§ GIVEN PROBLEM
Convert every line of the records below into a JSON list of strings, one string per line, skipping blank lines. Omit the pictures from the output.

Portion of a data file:
■ ■ ■

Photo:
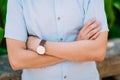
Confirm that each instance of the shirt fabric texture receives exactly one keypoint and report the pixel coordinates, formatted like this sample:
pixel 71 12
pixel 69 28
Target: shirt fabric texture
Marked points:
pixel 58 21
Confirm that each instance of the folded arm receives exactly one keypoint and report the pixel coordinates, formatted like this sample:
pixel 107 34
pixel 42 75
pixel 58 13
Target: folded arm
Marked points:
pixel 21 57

■ ■ ■

§ ANSWER TO THIS TASK
[
  "Photo:",
  "Confirm that each instance of the shirt fabric texture receives exactly one keypoint and report the pixel coordinates, formatted like this sample:",
  "pixel 71 12",
  "pixel 69 28",
  "Target: shirt fabric texture",
  "Marked points:",
  "pixel 58 21",
  "Confirm that each instance of the folded arm receives exactly one keypoint and report the pixel coordinates, formatted like this sample:",
  "pixel 107 34",
  "pixel 42 75",
  "pixel 58 13",
  "Target: folded arm",
  "Marked points:",
  "pixel 21 57"
]